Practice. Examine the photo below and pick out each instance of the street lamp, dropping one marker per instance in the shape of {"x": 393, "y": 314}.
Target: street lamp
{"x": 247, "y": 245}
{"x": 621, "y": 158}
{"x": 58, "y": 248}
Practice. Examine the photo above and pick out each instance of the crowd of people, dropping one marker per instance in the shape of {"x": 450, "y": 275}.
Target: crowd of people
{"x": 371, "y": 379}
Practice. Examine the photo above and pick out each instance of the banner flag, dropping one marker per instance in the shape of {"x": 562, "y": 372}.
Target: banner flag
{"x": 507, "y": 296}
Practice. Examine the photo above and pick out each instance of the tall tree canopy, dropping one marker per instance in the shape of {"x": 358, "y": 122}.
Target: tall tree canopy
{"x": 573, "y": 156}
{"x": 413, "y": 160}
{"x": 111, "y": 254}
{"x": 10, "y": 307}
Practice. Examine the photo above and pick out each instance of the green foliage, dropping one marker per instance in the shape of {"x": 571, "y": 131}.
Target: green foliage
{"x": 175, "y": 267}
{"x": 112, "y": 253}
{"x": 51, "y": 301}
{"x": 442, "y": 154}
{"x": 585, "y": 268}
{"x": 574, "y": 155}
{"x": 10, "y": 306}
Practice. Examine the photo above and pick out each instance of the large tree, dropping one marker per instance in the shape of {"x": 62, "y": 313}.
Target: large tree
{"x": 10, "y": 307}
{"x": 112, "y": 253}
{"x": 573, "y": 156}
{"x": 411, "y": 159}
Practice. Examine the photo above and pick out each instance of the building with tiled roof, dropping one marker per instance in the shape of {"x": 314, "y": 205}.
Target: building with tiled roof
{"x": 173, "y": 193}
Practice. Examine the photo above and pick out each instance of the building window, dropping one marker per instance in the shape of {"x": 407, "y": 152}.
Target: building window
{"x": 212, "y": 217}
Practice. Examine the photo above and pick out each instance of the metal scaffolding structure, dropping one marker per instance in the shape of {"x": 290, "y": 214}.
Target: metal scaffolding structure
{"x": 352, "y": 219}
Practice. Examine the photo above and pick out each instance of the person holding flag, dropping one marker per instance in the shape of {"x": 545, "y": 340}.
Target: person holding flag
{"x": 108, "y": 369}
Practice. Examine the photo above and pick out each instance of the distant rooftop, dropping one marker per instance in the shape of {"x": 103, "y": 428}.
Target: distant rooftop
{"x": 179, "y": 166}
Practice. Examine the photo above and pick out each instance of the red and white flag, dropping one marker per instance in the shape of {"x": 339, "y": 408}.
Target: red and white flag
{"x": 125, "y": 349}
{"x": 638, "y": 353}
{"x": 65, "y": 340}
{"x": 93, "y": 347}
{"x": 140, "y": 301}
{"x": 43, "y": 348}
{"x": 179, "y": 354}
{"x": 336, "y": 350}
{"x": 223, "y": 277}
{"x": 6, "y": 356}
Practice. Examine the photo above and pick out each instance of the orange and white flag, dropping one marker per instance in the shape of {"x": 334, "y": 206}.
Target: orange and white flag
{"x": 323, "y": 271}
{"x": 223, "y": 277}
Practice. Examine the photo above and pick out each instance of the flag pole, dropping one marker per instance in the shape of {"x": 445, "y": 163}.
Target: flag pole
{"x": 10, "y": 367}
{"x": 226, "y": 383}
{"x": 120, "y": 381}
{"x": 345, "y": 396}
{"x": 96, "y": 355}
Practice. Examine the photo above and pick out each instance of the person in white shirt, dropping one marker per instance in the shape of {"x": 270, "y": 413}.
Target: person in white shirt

*Required work*: Repeat exactly the lines from the line containing "the building with" through the end of the listing above; both boundary lines are part of the output.

*The output*:
Practice. Examine the photo above and pick out each instance of the building with tiled roof, dropping one marker per instance in the shape of {"x": 314, "y": 205}.
Target: building with tiled roof
{"x": 173, "y": 193}
Practice. Examine the photo above and pick out each instance of the building window, dropping one marker per instance in the shape of {"x": 407, "y": 152}.
Target: building window
{"x": 212, "y": 217}
Practice. Examine the photo above and pick out each instance of the metal scaffolding structure, dropping one marker per instance in the shape of {"x": 290, "y": 214}.
Target: metal scaffolding structure
{"x": 352, "y": 219}
Practice. Examine the photo above and pick out each instance of the person holding flag, dropping one marker per instance in the shape of {"x": 545, "y": 340}.
Target: person holding flag
{"x": 108, "y": 369}
Practice. Examine the photo above and pick out each instance of the distant rooftop, dropping one marker per instance in the shape of {"x": 103, "y": 428}.
Target: distant rooftop
{"x": 179, "y": 166}
Practice. Examine the photo above and pick out each instance of the red and white flag, dropping one marker per instance in the shape of {"x": 339, "y": 408}.
Target: red and white flag
{"x": 125, "y": 349}
{"x": 638, "y": 353}
{"x": 65, "y": 340}
{"x": 93, "y": 347}
{"x": 140, "y": 301}
{"x": 43, "y": 348}
{"x": 179, "y": 354}
{"x": 336, "y": 350}
{"x": 223, "y": 277}
{"x": 6, "y": 356}
Practice. Examine the photo above and pick out each instance of the orange and white flag, dropping one marker per instance in the shape of {"x": 334, "y": 206}.
Target: orange and white flag
{"x": 323, "y": 271}
{"x": 223, "y": 277}
Practice. Examine the photo above and pick out each instance of the flag pole, dropping one marker per instance in the shape of {"x": 445, "y": 163}.
Target: flag pole
{"x": 10, "y": 367}
{"x": 226, "y": 383}
{"x": 120, "y": 381}
{"x": 345, "y": 396}
{"x": 96, "y": 355}
Practice. Examine the photo above and pick out each instance of the person in white shirt, dropping one marker per instance in the shape of {"x": 270, "y": 413}.
Target: person in white shirt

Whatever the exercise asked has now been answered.